TASK DESCRIPTION -
Which lines mention "ceramic"? Show each one from the listing.

SOURCE DATA -

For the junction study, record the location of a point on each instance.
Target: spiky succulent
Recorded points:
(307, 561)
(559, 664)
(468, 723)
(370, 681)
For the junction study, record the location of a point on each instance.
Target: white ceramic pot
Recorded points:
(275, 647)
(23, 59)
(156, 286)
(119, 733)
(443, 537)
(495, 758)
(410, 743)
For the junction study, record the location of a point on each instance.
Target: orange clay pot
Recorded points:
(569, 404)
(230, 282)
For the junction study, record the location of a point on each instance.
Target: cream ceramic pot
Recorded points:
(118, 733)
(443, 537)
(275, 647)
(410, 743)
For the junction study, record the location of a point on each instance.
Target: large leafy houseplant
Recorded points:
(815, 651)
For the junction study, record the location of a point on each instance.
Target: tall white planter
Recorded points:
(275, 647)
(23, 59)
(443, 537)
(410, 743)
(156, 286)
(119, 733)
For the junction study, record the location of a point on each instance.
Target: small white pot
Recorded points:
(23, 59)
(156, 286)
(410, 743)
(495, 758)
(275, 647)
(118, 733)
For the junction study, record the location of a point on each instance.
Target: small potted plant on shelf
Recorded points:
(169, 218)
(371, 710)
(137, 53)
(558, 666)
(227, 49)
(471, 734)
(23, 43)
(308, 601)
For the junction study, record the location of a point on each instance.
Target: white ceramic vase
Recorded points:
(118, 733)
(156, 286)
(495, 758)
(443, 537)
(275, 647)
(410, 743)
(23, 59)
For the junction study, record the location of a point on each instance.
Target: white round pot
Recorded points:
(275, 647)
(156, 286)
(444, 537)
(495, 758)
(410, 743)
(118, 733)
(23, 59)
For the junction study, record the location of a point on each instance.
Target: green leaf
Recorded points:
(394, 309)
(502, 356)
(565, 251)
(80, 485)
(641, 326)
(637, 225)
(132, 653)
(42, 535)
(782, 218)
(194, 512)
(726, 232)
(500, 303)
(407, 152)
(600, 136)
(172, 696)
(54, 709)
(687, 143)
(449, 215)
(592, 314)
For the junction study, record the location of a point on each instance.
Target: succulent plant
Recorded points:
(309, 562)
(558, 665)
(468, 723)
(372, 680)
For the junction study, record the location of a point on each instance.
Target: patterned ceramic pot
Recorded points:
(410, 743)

TASK SOLUTION -
Target: white ceramic pot
Target: cream ceramic pot
Target: white ceramic vase
Target: patterned ceramic pot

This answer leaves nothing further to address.